◆ Page extract:
▽

A priority proposal from nurses is negotiating nurse-to-patient ratios that ensure adequate staffing. The Employer has not withdrawn its proposals to eliminate the nurse-in-charge clause, the only stipulation in the province that guarantees at least one Registered nurse on duty in every ward.
Last week the Provincial Health Authorities of Alberta (PHAA) put out a news release saying UNA is seeking a 22% increase. To get that number PHAA totaled up all possible cost increases from UNA proposals. David Harrigan, UNA’s chief negotiator, called PHAA’s calculations “creative arithmetic.” PHAA’s big numbers included projected costs for new weekend worker provisions and UNA’s proposal to add three days vacation for nurses willing to take their vacation time outside peak periods. “We put innovative proposals like these forward to help Employers with scheduling and what did they do, they rolled them in with salary, premium and benefit increases and said we are asking for 22%. It’s very misleading,” said Heather Smith.
UNA back at PHAA bargaining table despite LRB ruling
UNA returned to negotiations at the main bargaining table this week, after the Alberta Labour Relations Board ruled that the Employer is allowed to bring a court reporter to the sessions.
Negotiations were held with the Provincial Health Authorities of Alberta (PHAA) on February 25, 26 and 27.
UNA insisted the court reporter issue be resolved by the LRB before talks continued. The LRB ruling, issued February 24, said that the recording is allowed provided it does not interrupt discussions and is not taken as an official record of the proceedings. UNA is also to be provided with the reporter’s transcript.
“A recorder working on a stenography machine should not interrupt talks, but it certainly detracts from a positive and constructive tone,” said Heather Smith. In a previous case the LRB had ruled that unilateral recording of negotiations was not allowable.

△

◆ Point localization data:
▽

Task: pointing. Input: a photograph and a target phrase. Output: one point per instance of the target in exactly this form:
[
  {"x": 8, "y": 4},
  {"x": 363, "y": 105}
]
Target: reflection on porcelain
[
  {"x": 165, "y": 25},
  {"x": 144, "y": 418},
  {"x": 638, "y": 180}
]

△

◆ Problems to work on:
[1] According to the bargaining update, on what date did the Labour Relations Board issue its ruling on the court reporter?
[2] Reproduce the passage of the bargaining update that begins with the words containing "A priority proposal" and ends with "in every ward.".
The point localization data has no connection to the bargaining update.

◆ Exercise solutions:
[1] February 24

[2]
A priority proposal from nurses is negotiating nurse-to-patient ratios that ensure adequate staffing. The Employer has not withdrawn its proposals to eliminate the nurse-in-charge clause, the only stipulation in the province that guarantees at least one Registered nurse on duty in every ward.